Objective
Each line from the one that contains "Would you mind placing a dot on the bread" to the end of the material must be quoted exactly; include both end lines and nothing else.

Exercise input
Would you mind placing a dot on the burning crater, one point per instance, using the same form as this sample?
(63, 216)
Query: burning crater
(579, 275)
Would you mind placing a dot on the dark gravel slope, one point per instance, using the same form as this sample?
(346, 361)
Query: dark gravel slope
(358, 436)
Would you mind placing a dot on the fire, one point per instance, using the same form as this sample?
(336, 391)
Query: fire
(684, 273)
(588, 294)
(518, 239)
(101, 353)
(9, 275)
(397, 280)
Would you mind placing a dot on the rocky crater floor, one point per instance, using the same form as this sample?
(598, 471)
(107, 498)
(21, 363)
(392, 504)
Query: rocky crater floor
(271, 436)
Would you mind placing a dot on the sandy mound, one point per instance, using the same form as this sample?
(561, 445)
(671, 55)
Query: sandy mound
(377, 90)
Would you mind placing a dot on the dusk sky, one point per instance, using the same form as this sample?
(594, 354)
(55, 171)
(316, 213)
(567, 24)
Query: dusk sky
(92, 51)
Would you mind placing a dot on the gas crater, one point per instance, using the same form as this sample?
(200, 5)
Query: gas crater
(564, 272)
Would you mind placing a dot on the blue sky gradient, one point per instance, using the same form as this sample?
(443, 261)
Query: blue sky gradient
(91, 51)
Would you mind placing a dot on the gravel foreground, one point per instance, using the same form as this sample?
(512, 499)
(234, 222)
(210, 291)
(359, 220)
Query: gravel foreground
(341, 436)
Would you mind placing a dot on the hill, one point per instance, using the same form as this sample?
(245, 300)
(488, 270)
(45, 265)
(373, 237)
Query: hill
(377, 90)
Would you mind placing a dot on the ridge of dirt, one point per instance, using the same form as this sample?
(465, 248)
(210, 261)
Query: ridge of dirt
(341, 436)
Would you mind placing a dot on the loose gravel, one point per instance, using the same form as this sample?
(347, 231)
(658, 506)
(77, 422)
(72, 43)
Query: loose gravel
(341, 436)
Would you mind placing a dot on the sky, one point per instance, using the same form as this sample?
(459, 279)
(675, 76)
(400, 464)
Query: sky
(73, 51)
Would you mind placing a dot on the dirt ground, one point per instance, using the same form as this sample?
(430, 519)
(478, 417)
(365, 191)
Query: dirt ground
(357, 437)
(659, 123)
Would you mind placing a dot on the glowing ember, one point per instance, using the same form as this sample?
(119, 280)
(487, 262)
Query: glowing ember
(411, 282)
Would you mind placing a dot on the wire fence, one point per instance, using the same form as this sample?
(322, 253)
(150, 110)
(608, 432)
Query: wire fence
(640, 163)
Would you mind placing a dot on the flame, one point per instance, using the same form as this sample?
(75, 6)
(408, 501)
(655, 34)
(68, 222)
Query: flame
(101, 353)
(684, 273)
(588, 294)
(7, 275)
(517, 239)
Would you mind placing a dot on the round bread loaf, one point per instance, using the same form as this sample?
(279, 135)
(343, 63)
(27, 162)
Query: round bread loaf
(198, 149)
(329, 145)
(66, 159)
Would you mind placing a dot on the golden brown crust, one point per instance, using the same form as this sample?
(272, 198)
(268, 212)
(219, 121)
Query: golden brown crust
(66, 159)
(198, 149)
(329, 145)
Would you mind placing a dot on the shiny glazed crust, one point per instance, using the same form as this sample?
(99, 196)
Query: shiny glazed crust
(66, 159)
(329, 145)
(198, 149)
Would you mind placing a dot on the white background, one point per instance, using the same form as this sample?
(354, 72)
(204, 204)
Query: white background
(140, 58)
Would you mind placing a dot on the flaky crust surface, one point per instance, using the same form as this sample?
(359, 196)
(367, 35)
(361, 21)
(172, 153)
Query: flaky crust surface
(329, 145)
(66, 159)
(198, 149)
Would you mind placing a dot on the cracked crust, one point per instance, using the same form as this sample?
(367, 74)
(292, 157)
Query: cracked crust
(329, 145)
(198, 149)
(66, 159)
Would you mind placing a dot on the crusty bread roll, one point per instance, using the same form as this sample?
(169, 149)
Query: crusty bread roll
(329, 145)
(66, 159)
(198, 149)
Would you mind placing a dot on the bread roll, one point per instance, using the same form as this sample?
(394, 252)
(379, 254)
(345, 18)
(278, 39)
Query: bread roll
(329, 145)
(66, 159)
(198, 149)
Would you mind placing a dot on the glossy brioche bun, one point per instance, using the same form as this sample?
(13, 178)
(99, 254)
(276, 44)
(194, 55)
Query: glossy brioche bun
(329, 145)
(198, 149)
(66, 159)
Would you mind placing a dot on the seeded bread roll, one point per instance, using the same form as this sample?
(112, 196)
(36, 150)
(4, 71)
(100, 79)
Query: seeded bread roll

Response
Would you mind placing a dot on the bread roll, one point per instance, using the same form as this sample?
(394, 252)
(379, 254)
(345, 18)
(278, 39)
Query: bread roll
(329, 145)
(66, 159)
(198, 149)
Would you mind placing a dot on the glossy brioche bun, one point per instance, using the same form as this sample?
(13, 178)
(99, 254)
(276, 44)
(194, 55)
Query: glossy brioche bun
(329, 145)
(198, 149)
(66, 159)
Would you mind placing a dot on the seeded bread roll, one point per instance, using the same form as this sample?
(112, 196)
(36, 150)
(4, 71)
(100, 79)
Query: seeded bread roll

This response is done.